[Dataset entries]
====
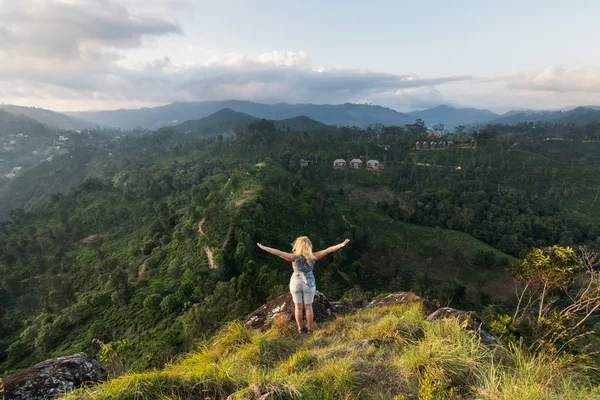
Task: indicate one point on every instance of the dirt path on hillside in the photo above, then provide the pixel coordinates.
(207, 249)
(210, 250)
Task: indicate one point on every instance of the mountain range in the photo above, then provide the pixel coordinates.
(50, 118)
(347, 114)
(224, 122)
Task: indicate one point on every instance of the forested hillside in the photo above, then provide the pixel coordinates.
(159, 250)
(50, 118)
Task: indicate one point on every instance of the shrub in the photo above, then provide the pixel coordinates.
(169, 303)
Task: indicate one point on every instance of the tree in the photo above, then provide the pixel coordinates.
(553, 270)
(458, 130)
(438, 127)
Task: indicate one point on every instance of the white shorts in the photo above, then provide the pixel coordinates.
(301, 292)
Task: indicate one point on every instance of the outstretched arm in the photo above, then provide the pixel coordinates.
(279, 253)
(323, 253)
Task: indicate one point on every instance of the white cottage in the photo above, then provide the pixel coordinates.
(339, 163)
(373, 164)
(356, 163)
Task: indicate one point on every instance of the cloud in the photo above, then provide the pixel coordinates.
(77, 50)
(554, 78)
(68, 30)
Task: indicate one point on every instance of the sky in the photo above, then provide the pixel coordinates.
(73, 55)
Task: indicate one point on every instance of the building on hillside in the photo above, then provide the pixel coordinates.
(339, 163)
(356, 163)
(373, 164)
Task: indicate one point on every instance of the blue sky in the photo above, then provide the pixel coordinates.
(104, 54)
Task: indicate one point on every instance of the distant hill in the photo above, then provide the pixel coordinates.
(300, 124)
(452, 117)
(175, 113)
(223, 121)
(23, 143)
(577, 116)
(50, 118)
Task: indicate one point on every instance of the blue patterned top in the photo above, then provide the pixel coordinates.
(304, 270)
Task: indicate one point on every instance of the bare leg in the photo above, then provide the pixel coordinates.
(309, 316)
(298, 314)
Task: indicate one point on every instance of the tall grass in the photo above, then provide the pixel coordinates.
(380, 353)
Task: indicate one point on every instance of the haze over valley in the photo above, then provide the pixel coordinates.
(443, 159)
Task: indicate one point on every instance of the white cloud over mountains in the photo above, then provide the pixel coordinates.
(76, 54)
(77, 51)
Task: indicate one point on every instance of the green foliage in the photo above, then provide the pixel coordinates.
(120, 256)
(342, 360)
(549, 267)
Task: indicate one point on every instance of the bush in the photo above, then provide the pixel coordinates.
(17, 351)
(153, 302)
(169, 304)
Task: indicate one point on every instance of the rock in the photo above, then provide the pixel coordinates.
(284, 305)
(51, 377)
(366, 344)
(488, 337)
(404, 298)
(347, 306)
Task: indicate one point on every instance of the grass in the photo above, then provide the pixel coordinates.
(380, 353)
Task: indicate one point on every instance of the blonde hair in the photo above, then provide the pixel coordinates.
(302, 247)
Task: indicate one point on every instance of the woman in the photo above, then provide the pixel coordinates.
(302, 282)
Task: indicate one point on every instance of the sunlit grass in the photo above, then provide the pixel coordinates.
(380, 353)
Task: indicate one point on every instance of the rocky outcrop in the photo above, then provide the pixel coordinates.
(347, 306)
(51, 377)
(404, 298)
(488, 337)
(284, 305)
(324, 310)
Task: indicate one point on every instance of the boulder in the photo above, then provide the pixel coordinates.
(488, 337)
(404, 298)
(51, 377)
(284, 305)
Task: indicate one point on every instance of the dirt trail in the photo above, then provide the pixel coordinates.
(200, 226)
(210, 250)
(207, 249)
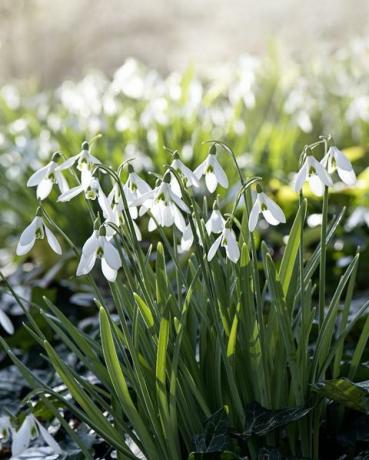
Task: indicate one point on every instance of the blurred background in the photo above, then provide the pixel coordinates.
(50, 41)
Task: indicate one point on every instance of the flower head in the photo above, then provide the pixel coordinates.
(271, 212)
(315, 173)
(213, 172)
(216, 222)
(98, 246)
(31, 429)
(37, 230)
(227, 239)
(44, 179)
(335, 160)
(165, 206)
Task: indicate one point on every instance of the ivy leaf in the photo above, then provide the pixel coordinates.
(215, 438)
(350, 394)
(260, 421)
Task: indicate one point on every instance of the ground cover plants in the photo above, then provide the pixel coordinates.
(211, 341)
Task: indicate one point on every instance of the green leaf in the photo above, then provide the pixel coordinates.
====
→ TASK STATEMENT
Nothing but the records above, exact and without pictures, should appear in the answer.

→ RESULT BELOW
Task: indicate one point on every instance of the dirt path on hillside in the photo above, then provide the pixel coordinates.
(207, 249)
(210, 250)
Task: indicate one point on every instance of the mountain range in the photo above, then provide the pixel coordinates.
(50, 118)
(347, 114)
(224, 122)
Task: indicate one point on every instance of the forested hillside in the photo above, then provide the pixel coordinates.
(159, 250)
(50, 118)
Task: indicate one point on every instance of the shrub in the photo above, then provide the pixel coordinates.
(169, 303)
Task: indicate one point on every instance of the tree in the photo above, then provide the pixel coordinates.
(553, 270)
(458, 130)
(438, 127)
Task: indicate one point on every instance of the white shorts in the photo above, then provide the pixel coordinates.
(301, 292)
Task: indicate one point on every instance of the outstretched arm in the photo above, then provide the pixel coordinates.
(279, 253)
(323, 253)
Task: indicate one point on every instance of the white cottage in the photo above, then provide the pixel coordinates.
(339, 163)
(373, 164)
(356, 163)
Task: indicate one point on every instance of the cloud in the photo above, then provide the pixel coordinates.
(77, 50)
(554, 78)
(68, 30)
Task: indicate one point on every instance of the sky in the photo above, then provide the pixel coordinates.
(73, 55)
Task: indicate one point on every instance of the building on hillside in the photo above, then provide the pixel coordinates.
(339, 163)
(356, 163)
(373, 164)
Task: indicate one point on every instance of the blue sky in the photo above, then provide the pixel coordinates.
(104, 54)
Task: indicate one point on every instance of the distant hill in the photo above, then provide the pixel coordinates.
(300, 124)
(452, 117)
(175, 113)
(223, 121)
(23, 143)
(577, 116)
(50, 118)
Task: indicate one point on every instance of the blue patterned top in the photo above, then provide the pixel coordinates.
(304, 270)
Task: indicate one point on every instance of the bare leg in the photo above, then provide the pixel coordinates.
(309, 316)
(298, 314)
Task: indicate one point on every instance of the tall grass in the photo above, then provide the pixel coordinates.
(380, 353)
Task: indicate one point on every instance of the haze over valley in the photo above, then provide the pixel coordinates.
(443, 159)
Task: indicate one point on every instance of the white cloud over mountains in the photo above, then provide the pixel coordinates.
(76, 54)
(77, 51)
Task: indicate one point on every instance of the green foliage in the photo above, then provide the pixel coordinates.
(120, 256)
(342, 360)
(549, 267)
Task: indicate one point on every instance of the bush in the photo above, then provide the pixel coordinates.
(17, 351)
(153, 302)
(169, 304)
Task: indicate one point on every instance of the rock in the photo above, then provide the pixel coordinates.
(284, 305)
(51, 377)
(366, 344)
(488, 337)
(404, 298)
(347, 306)
Task: indicate one point on every instance of the grass in the photo above, then provide the pixel coordinates.
(380, 353)
Task: indicate one point on every instance of the blonde hair in the photo above, then provide the pixel coordinates.
(302, 247)
Task: indicate one point on every instance of the woman in the photo above, then provide the pixel coordinates.
(302, 282)
Task: indicate one point on every instance of the sunlit grass in the photo above, then provide the pixel coordinates.
(380, 353)
Task: indicate one point on every instance of the rocky outcrop in the photo above, then provide the pixel coordinates.
(347, 306)
(51, 377)
(404, 298)
(488, 337)
(284, 305)
(324, 310)
Task: indicate one point on every instance of the boulder in the photo above, then provide the pixel coordinates.
(488, 337)
(404, 298)
(51, 377)
(284, 305)
Task: indicate one point on every instance of the dirt trail in the photo above, then provide the pixel coordinates.
(200, 226)
(210, 250)
(207, 249)
Task: indicate one point on every instance of the blurred background in the photo above, then provide the pixel coordinates.
(50, 41)
Task: indicate one point on every instance of the flower head in the photo above, then provide the pixel coordinates.
(271, 212)
(315, 173)
(213, 172)
(216, 222)
(98, 246)
(31, 429)
(37, 230)
(227, 239)
(44, 179)
(335, 160)
(165, 206)
Task: indicate one point on every instance of the ivy leaf in the photo above, then provide the pixel coordinates.
(215, 438)
(350, 394)
(260, 421)
Task: indicate one point on every instance of the ground cover plants in the photo above, then provide the pixel coordinates.
(211, 341)
Task: indicate one point on every instance of the green leaf in the photo above, then provide the pixel coordinates.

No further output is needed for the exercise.